DATA SHOWN:
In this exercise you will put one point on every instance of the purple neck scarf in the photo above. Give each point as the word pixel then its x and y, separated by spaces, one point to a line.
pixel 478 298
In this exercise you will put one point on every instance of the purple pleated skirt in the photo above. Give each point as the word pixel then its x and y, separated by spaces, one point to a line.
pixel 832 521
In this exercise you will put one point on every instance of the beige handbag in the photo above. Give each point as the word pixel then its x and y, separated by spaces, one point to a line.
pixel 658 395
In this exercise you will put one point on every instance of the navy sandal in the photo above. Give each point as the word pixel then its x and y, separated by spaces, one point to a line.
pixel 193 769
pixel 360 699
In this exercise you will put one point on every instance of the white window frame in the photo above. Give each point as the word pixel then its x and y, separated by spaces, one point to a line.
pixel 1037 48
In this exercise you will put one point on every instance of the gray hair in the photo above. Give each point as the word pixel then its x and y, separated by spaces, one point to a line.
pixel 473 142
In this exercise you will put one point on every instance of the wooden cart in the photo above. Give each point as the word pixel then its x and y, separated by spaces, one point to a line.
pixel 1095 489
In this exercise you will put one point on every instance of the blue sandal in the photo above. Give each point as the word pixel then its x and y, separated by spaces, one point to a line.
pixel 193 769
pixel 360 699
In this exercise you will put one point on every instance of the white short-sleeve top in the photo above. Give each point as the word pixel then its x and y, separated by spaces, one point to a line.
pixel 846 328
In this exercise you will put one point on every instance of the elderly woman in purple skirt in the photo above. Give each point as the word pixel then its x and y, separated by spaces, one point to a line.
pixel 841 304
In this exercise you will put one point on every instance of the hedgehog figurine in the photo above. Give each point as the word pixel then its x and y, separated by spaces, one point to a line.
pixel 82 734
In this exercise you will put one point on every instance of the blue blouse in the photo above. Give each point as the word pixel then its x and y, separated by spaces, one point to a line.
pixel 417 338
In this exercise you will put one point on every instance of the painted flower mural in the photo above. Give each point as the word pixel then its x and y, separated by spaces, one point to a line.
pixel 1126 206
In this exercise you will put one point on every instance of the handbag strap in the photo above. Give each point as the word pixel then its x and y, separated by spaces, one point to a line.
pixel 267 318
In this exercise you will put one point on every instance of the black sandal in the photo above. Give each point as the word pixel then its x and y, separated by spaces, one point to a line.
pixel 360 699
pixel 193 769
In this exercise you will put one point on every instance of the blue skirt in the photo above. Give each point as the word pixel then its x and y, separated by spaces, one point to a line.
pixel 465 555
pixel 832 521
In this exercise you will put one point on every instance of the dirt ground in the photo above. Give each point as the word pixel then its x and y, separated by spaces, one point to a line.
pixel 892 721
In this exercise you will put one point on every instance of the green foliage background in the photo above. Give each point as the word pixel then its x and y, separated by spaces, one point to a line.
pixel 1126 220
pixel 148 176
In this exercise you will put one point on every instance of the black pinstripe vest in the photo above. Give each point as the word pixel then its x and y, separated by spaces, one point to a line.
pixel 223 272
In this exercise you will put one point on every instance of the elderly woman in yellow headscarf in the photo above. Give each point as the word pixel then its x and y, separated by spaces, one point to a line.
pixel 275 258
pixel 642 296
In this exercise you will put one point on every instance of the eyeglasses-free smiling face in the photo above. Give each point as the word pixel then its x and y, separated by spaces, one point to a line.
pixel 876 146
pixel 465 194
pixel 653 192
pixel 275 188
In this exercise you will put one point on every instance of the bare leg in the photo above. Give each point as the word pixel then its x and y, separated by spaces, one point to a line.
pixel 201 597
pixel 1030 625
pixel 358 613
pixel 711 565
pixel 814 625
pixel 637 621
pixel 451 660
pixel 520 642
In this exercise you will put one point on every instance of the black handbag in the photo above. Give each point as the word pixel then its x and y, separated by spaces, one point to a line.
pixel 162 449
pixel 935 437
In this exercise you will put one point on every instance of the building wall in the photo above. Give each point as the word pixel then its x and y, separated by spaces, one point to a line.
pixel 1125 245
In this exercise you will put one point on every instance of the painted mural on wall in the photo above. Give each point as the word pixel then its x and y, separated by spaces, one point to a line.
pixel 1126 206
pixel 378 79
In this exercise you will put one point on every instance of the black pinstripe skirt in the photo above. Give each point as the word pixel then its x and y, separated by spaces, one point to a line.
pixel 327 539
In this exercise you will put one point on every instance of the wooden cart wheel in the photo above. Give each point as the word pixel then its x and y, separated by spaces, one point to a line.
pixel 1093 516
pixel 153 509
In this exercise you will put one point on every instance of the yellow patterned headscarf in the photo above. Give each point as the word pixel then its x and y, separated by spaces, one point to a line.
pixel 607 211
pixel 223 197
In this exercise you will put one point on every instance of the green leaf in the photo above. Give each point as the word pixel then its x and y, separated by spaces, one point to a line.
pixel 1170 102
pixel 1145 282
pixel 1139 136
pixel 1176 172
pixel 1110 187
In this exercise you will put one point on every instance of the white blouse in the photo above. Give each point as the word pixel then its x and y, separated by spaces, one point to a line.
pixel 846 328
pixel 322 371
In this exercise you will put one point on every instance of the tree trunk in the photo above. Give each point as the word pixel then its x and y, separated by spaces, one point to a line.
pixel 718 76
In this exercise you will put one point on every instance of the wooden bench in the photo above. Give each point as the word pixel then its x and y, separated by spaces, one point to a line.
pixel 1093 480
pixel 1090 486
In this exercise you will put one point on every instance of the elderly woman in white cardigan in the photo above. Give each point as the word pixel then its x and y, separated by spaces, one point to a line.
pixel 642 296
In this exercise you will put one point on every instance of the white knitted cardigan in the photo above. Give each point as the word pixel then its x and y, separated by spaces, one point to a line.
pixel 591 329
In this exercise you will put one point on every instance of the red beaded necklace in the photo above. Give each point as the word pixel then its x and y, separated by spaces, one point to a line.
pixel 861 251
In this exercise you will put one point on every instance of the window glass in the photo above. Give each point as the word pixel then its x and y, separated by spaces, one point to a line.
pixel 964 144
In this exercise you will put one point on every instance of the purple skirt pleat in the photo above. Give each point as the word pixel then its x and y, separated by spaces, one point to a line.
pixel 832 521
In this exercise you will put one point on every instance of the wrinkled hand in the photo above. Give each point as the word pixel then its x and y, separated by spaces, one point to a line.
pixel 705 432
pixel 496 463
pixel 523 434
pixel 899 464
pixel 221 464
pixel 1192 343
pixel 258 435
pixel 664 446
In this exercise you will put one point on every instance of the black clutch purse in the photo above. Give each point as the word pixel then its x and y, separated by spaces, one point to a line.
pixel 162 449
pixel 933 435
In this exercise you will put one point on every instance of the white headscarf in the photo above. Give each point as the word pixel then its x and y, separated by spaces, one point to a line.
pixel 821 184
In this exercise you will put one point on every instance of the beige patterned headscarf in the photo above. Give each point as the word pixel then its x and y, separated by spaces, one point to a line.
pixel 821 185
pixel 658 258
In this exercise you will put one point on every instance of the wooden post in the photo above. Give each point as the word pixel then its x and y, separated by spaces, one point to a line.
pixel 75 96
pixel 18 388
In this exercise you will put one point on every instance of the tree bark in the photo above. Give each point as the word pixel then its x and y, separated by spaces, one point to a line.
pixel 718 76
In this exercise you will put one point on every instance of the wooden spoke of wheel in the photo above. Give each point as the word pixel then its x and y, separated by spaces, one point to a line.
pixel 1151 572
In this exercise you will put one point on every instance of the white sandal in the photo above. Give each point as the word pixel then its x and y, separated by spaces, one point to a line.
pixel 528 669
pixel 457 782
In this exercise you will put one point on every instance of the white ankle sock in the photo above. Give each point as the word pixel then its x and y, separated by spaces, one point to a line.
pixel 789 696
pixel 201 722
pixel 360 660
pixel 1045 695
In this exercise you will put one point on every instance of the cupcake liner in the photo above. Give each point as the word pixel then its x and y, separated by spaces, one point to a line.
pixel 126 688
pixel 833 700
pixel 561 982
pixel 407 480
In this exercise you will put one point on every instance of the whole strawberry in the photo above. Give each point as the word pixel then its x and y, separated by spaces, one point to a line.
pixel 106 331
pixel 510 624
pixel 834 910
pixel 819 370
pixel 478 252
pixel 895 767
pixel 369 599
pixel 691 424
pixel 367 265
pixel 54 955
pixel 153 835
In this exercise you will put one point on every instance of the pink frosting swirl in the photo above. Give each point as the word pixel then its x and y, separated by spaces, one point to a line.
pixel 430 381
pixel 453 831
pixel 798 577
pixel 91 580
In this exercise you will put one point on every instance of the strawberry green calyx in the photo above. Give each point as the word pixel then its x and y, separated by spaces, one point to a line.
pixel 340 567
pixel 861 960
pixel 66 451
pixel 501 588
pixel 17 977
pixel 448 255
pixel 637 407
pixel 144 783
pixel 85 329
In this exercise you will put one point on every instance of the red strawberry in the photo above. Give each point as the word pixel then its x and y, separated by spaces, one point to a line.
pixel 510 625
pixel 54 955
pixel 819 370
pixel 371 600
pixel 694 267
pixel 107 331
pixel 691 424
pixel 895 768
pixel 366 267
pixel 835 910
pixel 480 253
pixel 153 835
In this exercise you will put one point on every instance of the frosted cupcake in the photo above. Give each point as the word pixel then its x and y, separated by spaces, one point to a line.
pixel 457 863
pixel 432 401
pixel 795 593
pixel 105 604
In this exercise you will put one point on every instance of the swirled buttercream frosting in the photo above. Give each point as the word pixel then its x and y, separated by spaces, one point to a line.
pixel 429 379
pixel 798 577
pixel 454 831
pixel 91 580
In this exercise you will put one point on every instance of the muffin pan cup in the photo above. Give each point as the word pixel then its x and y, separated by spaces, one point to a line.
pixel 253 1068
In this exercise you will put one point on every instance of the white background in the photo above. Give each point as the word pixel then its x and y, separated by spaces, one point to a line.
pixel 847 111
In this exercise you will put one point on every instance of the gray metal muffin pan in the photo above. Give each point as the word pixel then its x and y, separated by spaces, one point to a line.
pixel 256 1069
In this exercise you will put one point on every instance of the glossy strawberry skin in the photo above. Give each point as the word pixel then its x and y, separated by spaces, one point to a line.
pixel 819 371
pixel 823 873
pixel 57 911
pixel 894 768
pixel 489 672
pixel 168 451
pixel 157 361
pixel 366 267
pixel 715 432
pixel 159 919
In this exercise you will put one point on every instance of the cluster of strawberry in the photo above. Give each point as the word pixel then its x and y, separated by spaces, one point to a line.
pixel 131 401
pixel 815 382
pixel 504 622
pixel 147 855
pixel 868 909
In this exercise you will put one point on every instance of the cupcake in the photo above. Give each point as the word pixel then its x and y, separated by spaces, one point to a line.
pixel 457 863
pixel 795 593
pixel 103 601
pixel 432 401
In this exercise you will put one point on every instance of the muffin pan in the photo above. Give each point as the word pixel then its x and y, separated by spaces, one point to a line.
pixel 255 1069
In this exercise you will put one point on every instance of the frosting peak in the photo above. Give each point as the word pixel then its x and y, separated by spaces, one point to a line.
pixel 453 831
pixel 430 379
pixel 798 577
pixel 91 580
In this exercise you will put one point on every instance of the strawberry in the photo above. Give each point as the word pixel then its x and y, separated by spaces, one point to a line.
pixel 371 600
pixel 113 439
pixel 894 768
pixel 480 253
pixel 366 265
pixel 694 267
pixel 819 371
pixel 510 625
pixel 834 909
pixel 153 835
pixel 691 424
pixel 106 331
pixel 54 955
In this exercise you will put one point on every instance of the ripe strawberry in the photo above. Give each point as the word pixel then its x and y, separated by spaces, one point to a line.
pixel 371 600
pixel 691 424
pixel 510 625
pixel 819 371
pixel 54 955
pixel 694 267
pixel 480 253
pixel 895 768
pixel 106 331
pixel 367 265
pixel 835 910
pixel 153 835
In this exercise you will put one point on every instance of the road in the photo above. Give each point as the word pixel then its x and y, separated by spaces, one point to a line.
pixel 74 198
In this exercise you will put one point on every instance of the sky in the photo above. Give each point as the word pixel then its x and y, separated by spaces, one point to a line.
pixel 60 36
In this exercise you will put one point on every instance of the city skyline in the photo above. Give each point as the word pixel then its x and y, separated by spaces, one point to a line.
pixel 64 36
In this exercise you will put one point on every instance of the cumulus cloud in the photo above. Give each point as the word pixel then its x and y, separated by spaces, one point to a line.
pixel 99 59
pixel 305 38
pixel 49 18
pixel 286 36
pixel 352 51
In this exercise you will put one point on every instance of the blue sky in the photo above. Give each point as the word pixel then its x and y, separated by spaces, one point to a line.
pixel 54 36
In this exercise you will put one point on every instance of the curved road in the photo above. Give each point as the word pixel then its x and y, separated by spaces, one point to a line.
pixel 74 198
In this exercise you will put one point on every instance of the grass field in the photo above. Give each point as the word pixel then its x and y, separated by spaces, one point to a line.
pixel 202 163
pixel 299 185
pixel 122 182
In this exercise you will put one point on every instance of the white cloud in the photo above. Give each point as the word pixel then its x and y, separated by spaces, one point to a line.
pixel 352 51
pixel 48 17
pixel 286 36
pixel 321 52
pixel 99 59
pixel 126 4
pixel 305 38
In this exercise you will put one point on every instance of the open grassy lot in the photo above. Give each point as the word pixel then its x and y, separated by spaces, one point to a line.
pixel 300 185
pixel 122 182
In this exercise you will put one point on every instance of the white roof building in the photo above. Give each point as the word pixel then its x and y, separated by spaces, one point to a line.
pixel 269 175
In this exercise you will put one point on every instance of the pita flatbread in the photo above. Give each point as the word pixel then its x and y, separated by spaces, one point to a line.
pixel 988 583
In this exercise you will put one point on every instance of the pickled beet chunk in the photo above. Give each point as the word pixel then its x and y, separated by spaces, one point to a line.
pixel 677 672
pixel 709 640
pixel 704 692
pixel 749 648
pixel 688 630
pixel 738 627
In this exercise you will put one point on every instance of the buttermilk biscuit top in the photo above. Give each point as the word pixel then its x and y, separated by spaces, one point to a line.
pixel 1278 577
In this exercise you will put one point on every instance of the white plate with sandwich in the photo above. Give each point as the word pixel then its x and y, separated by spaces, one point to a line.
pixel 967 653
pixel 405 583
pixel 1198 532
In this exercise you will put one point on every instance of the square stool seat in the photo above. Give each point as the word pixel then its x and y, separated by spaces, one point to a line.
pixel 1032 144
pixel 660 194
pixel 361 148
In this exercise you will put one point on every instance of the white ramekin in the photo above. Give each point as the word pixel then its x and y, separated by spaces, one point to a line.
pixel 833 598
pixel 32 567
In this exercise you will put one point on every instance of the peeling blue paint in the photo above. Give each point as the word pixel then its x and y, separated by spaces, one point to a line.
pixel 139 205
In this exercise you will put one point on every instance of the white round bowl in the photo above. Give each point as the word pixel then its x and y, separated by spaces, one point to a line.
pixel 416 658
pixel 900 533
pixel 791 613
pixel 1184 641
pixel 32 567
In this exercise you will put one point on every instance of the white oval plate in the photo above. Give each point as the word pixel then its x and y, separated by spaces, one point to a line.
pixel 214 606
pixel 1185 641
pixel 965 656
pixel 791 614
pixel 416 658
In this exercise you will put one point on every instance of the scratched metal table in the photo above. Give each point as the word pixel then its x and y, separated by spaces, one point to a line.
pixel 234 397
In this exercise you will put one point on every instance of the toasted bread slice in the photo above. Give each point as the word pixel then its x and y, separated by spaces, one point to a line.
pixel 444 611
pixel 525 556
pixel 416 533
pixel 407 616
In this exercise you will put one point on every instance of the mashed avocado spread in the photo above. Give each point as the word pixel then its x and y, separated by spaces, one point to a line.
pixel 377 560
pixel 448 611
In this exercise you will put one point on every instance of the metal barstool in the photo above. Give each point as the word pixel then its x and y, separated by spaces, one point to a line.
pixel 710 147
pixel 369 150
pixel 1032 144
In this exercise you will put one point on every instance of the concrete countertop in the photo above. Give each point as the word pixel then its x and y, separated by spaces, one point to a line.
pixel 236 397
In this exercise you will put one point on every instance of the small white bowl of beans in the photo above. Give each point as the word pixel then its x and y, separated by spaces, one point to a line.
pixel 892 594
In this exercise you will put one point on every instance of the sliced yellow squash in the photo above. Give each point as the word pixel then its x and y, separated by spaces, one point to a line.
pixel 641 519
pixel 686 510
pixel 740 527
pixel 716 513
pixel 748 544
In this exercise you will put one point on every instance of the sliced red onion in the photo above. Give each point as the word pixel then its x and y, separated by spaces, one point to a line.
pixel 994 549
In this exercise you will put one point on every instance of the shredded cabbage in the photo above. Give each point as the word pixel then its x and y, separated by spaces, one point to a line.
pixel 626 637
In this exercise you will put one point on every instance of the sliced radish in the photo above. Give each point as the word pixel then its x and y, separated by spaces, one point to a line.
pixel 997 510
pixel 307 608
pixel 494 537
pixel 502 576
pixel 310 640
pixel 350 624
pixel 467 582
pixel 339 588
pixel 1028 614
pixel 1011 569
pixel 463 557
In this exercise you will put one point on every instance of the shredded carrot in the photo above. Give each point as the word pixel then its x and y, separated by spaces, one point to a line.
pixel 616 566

TASK DETAILS:
Output nothing but the lines from the one containing "the shredded cabbage" through the last line of the data, exactly as they stand.

RESPONSE TO THE TASK:
In this exercise you will put one point on every instance of the shredded cabbage in the photo above. Give each point as the word pixel then its x and y, separated by spaces, one point to a line.
pixel 626 637
In this exercise you will put one point on every instance of the sliced radish in the photo above. Give each point as the word pixel then its x and y, separated by spaces, one point to a line.
pixel 997 510
pixel 307 608
pixel 494 537
pixel 502 576
pixel 310 640
pixel 350 624
pixel 467 582
pixel 339 588
pixel 1028 614
pixel 1011 569
pixel 463 557
In this exercise you will put one point on every instance of the shredded carrot in the photo above. Give each point as the word pixel then its x and y, separated by spaces, one point to a line.
pixel 616 566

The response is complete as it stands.